To do ▸ Lay out the stretch from the line containing "target: wooden fence railing" through the line containing "277L150 277L154 285L186" as a JSON list of strings, one string per line with blank lines omitted.

Collected data
----
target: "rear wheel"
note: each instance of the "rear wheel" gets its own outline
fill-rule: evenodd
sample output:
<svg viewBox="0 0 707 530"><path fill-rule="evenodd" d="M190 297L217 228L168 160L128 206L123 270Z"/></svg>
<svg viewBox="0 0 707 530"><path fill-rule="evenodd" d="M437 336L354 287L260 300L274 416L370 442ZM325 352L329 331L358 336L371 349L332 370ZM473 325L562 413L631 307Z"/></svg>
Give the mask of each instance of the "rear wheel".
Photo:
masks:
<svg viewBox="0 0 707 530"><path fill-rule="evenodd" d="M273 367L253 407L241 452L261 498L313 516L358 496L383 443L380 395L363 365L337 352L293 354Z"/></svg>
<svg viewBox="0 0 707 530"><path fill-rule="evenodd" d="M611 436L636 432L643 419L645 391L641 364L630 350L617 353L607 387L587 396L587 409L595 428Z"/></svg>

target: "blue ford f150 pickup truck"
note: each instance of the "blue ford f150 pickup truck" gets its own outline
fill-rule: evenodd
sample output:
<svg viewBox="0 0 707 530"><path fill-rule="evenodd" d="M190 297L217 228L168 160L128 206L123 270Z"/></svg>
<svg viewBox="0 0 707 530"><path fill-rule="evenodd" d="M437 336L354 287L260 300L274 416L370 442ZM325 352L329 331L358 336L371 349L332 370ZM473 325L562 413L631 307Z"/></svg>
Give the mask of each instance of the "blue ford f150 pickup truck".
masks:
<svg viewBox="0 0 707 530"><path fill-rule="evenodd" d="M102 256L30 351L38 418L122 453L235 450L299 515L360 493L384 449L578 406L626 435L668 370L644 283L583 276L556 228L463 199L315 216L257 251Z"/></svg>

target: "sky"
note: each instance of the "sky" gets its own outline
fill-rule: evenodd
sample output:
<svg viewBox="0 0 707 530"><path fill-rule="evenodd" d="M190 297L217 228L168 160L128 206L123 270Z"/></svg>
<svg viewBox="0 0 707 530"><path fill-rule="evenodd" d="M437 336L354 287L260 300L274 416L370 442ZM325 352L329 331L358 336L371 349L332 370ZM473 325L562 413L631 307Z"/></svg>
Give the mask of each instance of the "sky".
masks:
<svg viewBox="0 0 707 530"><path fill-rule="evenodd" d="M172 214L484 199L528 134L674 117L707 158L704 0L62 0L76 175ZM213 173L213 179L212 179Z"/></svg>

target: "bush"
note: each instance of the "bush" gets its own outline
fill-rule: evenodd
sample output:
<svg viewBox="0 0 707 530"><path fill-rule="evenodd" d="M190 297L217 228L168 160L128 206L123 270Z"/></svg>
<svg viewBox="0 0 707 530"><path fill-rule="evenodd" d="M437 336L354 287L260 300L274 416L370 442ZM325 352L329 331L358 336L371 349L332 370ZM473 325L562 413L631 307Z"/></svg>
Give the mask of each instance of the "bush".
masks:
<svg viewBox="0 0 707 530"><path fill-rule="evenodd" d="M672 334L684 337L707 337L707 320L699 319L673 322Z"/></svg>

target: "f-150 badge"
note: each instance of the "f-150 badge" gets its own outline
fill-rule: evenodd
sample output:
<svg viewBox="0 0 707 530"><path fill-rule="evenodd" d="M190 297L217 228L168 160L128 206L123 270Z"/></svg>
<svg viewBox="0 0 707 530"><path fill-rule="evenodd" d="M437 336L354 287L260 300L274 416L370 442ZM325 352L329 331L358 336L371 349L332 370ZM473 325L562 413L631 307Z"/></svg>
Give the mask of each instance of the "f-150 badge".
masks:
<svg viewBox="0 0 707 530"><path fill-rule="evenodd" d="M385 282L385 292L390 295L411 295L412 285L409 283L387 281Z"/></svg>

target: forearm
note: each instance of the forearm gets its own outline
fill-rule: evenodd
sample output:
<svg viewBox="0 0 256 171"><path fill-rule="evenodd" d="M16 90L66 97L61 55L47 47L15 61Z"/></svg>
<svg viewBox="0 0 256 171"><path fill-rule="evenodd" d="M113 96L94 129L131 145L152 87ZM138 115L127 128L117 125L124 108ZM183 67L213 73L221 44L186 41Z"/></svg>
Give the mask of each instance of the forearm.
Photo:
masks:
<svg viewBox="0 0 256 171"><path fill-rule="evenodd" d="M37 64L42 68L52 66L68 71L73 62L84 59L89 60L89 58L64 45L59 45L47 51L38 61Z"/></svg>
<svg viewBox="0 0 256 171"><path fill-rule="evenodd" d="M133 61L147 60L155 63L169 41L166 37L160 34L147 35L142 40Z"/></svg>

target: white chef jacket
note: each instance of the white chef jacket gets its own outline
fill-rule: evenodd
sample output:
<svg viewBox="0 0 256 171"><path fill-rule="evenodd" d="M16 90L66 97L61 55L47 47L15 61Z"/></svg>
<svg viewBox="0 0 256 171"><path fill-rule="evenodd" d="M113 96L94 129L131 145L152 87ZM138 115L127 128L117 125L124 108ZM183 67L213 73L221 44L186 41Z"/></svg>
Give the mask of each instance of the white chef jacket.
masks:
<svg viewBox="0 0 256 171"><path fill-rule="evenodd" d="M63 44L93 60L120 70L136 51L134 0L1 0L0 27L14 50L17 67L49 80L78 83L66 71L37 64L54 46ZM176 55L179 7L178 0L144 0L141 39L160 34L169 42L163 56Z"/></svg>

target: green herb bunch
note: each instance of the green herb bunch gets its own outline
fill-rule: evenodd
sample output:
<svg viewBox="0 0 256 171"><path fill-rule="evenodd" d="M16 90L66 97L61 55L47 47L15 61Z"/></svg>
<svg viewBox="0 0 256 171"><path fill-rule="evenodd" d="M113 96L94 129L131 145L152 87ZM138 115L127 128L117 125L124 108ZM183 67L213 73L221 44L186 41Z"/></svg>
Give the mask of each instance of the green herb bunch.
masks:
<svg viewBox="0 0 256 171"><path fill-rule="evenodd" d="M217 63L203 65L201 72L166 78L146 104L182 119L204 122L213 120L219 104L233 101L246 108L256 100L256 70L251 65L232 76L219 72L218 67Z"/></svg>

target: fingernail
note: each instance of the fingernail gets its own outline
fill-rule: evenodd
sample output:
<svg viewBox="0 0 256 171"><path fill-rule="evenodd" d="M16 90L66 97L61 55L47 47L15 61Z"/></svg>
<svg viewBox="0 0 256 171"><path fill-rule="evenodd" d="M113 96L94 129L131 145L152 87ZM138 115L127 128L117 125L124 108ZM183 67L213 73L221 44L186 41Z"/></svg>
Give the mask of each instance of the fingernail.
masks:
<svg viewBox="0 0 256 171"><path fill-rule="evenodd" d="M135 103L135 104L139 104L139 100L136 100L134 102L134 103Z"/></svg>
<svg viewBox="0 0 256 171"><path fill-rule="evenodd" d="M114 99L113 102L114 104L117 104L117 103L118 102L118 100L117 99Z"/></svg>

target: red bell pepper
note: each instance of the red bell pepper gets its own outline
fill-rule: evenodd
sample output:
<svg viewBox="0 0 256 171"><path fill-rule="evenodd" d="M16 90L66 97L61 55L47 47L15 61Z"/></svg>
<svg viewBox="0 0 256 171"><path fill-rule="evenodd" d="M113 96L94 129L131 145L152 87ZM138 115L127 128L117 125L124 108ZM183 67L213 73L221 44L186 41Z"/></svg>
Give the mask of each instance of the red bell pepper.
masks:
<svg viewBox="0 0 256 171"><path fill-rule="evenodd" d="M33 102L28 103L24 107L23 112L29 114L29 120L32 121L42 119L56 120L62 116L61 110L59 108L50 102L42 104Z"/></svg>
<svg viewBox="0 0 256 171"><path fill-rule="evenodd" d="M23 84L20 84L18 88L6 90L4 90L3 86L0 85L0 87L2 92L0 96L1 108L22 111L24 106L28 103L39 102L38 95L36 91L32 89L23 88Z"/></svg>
----
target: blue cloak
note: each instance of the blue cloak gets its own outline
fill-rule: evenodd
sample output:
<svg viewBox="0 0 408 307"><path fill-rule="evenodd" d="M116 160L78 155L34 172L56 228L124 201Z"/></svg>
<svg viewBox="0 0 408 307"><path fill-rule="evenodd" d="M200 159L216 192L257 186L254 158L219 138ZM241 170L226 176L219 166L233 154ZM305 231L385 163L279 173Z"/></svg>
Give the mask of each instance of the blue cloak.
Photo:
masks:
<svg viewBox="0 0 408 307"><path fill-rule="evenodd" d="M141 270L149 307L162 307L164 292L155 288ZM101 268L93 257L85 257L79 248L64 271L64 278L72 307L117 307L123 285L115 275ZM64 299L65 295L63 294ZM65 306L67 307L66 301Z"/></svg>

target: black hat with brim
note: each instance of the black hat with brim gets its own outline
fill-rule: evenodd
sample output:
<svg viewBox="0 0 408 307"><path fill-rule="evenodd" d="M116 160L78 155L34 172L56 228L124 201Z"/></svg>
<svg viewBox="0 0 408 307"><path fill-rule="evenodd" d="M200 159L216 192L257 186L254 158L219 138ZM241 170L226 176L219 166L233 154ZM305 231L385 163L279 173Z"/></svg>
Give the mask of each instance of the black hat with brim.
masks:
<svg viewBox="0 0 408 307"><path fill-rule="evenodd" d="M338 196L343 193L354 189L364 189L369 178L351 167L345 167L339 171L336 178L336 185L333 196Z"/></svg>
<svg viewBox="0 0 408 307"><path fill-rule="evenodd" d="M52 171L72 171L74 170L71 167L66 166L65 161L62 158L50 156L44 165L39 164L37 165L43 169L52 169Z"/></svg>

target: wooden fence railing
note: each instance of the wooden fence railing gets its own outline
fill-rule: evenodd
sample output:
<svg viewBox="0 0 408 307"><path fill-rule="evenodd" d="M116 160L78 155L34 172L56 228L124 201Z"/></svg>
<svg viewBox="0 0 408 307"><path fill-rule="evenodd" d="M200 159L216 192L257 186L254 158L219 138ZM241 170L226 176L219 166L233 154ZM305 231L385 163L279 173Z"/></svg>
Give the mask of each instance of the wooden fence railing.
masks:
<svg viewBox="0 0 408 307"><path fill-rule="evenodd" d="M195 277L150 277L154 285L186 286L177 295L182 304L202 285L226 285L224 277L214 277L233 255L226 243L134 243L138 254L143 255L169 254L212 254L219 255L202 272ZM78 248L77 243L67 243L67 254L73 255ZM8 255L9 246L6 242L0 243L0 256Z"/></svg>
----
Full response ▸
[
  "target: wooden fence railing",
  "note: each instance of the wooden fence railing gets its own outline",
  "fill-rule: evenodd",
  "sample output:",
  "<svg viewBox=\"0 0 408 307\"><path fill-rule=\"evenodd\" d=\"M116 160L78 155L34 172L56 228L124 201Z\"/></svg>",
  "<svg viewBox=\"0 0 408 307\"><path fill-rule=\"evenodd\" d=\"M200 159L216 192L257 186L254 158L219 138ZM241 170L226 176L219 166L233 154ZM305 231L385 163L279 173Z\"/></svg>",
  "Give the mask of each instance of the wooden fence railing.",
  "masks:",
  "<svg viewBox=\"0 0 408 307\"><path fill-rule=\"evenodd\" d=\"M195 277L150 277L154 285L186 286L177 295L182 304L202 285L226 285L224 277L214 277L233 255L226 243L134 243L138 254L143 255L169 254L212 254L219 255L202 272ZM78 248L77 243L67 243L67 254L73 255ZM8 255L9 246L6 242L0 243L0 256Z\"/></svg>"
]